═══ INFORMATION

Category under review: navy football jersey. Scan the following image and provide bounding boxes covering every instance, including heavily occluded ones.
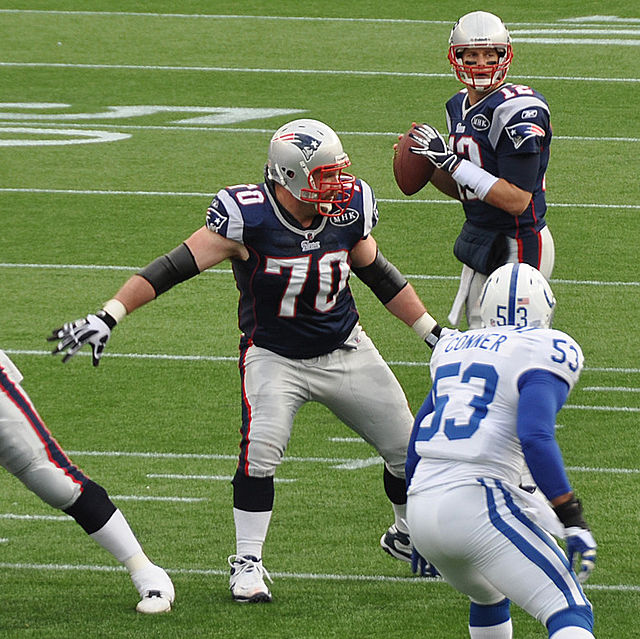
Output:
[205,179,378,358]
[445,82,552,235]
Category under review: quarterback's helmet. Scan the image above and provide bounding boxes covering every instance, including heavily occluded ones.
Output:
[448,11,513,91]
[479,263,556,329]
[266,119,355,216]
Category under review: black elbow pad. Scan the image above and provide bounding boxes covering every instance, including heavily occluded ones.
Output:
[351,249,408,304]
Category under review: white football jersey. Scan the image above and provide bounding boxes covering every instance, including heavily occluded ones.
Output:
[408,326,583,493]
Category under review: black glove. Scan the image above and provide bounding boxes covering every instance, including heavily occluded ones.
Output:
[48,310,117,366]
[554,496,597,583]
[408,124,461,173]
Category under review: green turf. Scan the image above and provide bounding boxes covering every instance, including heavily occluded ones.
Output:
[0,2,638,637]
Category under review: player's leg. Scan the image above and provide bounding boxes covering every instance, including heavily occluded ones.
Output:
[407,489,515,637]
[312,326,414,562]
[64,480,175,613]
[465,225,554,329]
[475,480,594,638]
[230,344,305,602]
[468,600,513,638]
[0,352,173,613]
[407,482,594,637]
[465,270,489,329]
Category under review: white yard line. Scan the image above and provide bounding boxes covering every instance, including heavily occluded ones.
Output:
[0,561,636,591]
[1,61,639,81]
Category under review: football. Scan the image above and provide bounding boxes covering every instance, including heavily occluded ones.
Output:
[392,124,435,195]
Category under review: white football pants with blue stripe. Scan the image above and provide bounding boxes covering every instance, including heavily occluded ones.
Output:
[407,479,594,638]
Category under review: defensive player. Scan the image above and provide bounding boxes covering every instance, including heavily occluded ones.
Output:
[0,350,174,613]
[406,263,596,639]
[48,119,444,603]
[407,11,555,329]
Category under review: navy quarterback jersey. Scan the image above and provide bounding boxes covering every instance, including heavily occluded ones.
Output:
[205,178,378,358]
[446,83,552,235]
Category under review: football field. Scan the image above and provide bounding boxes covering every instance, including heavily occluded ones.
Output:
[1,2,639,637]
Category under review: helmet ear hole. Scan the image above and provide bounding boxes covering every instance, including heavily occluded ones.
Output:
[285,169,295,179]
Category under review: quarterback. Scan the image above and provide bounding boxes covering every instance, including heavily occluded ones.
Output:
[406,263,596,639]
[408,11,555,329]
[48,119,443,603]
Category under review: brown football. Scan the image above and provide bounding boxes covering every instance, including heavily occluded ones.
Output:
[393,124,435,195]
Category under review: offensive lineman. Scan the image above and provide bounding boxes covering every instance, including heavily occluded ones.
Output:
[48,119,444,603]
[0,350,174,613]
[406,263,596,638]
[406,11,555,329]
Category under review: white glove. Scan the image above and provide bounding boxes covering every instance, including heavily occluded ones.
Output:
[554,496,597,584]
[408,124,461,173]
[565,527,597,584]
[48,311,116,366]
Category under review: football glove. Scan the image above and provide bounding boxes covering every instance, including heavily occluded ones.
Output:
[553,496,597,583]
[48,310,117,367]
[408,124,461,173]
[411,548,440,578]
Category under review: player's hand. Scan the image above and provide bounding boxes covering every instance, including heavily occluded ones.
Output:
[553,496,597,583]
[411,548,440,578]
[425,325,456,349]
[408,124,460,173]
[565,528,597,583]
[48,311,117,366]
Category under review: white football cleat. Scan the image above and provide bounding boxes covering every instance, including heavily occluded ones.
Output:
[228,554,272,603]
[131,563,175,614]
[380,524,412,562]
[136,590,172,614]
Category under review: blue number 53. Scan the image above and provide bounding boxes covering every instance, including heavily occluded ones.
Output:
[417,363,498,442]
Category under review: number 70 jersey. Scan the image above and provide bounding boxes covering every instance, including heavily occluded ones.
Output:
[413,326,584,484]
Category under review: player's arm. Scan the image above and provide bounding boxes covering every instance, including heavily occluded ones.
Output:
[48,226,248,366]
[349,235,442,348]
[108,226,247,313]
[429,168,462,200]
[517,368,597,582]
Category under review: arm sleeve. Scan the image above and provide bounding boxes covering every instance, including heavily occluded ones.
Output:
[497,153,540,192]
[406,391,435,486]
[517,369,572,501]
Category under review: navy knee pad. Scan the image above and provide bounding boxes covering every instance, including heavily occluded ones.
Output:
[63,480,117,534]
[232,470,274,512]
[383,465,407,505]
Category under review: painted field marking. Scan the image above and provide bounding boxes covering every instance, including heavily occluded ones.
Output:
[0,262,637,288]
[0,561,636,591]
[146,473,297,483]
[583,386,639,392]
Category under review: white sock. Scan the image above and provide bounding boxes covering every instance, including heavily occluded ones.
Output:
[469,619,513,638]
[392,503,409,534]
[89,509,144,563]
[549,627,594,638]
[234,508,272,559]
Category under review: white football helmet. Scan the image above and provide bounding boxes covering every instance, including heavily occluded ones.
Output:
[448,11,513,91]
[479,263,556,329]
[266,119,355,216]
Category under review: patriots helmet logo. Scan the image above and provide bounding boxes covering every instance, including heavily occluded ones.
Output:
[274,132,322,161]
[505,122,545,150]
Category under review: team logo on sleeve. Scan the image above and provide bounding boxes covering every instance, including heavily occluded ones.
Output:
[274,132,321,161]
[206,199,229,233]
[505,122,546,149]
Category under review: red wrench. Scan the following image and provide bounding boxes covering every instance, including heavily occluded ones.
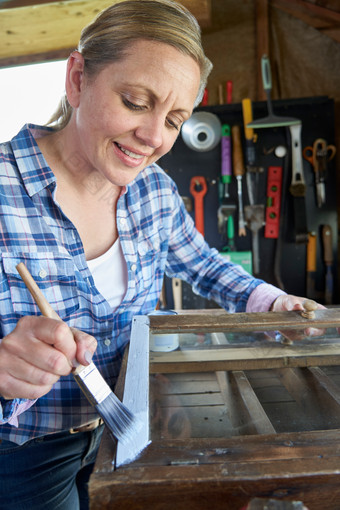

══════

● PROBLEM REQUIREMENTS: What is the number of lines in the listing that contain "sleeve"? State it and nothing more.

● SOLUTION: 2